**WORK TO DO**
Render the stretch from the line containing "Objective — one dot per instance of the floral" through the final line of the items, both included, as a JSON list of strings with one string per line and blank lines omitted.

**INFORMATION GIVEN**
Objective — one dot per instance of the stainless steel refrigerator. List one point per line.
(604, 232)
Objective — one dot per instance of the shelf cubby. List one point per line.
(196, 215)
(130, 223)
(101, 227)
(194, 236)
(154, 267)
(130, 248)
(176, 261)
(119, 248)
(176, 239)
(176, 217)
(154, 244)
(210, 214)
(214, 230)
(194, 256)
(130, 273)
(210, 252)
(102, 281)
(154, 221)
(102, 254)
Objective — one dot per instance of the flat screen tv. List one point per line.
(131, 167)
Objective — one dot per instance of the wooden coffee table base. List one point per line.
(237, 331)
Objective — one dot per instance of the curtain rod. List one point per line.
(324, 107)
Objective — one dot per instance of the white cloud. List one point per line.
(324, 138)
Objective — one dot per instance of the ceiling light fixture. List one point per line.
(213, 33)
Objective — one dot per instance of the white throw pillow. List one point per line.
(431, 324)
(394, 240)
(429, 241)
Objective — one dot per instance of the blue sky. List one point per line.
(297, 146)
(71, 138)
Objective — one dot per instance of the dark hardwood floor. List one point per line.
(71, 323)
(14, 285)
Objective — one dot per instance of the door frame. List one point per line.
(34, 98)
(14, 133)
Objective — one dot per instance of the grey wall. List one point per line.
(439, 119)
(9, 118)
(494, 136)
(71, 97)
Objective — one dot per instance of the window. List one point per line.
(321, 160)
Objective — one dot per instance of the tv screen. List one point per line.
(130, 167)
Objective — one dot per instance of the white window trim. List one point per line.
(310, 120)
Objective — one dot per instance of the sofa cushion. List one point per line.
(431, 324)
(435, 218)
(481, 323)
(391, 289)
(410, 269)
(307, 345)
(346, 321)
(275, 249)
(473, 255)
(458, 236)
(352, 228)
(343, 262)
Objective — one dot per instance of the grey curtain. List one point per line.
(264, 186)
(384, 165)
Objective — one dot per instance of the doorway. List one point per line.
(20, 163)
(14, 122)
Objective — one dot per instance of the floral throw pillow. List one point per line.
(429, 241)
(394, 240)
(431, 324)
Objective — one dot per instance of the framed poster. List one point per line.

**ANSWER TO THIS EXERCISE**
[
  "Objective — one dot per instance of the floral throw pillow. List one point per line.",
  "(429, 241)",
  "(394, 240)",
  "(431, 324)",
  "Objective — one dot per instance of the framed poster. List one point per line."
]